## Objective
Can you give the listing's lines as a Markdown table with columns Row and Entry, starting with the line containing "Please put a dot on every instance of the hallway" and going on through the line containing "<point>280,267</point>"? Number each line in Row, put the line itself in Entry, and leave out any blank lines.

## Excerpted data

## begin

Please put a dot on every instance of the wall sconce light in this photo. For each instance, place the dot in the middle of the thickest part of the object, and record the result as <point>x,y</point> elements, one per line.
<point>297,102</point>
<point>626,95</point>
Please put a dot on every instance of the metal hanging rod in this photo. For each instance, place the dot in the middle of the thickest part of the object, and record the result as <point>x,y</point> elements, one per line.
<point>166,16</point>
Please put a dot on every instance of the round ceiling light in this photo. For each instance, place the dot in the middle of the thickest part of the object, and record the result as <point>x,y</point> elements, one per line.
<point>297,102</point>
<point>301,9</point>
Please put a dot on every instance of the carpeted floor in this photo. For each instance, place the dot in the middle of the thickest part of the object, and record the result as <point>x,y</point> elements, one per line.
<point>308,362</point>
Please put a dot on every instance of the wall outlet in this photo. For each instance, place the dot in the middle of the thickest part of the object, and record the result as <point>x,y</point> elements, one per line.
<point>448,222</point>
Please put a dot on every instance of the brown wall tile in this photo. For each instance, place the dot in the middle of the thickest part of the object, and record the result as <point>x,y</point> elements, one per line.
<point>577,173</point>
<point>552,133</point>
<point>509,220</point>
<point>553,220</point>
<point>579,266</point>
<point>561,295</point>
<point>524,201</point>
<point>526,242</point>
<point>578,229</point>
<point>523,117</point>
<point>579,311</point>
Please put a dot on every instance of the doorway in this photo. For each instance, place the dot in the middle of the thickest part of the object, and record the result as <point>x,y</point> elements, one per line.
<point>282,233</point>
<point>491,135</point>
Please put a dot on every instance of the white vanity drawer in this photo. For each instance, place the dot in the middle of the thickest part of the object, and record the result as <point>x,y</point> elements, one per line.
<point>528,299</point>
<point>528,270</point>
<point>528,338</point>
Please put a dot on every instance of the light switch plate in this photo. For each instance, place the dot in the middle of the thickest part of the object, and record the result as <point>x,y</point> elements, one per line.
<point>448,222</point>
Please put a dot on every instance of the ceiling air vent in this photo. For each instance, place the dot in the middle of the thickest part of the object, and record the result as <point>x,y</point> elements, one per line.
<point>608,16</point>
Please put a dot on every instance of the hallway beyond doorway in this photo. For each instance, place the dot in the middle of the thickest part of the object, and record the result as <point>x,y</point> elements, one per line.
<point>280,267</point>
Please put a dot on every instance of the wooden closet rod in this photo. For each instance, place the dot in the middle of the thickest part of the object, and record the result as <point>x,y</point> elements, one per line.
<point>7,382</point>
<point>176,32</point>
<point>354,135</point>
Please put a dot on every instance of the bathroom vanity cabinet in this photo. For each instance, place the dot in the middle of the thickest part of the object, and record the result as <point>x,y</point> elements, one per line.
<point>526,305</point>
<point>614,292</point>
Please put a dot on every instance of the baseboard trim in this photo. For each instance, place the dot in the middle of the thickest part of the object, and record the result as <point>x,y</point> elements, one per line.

## end

## Solution
| Row | Entry |
|---|---|
| 1 | Please put a dot on every instance of the hallway beyond doorway in this photo. For each instance, place the dot in the middle of the thickest part of the object, and record the result as <point>x,y</point> elements, one per line. |
| 2 | <point>280,267</point> |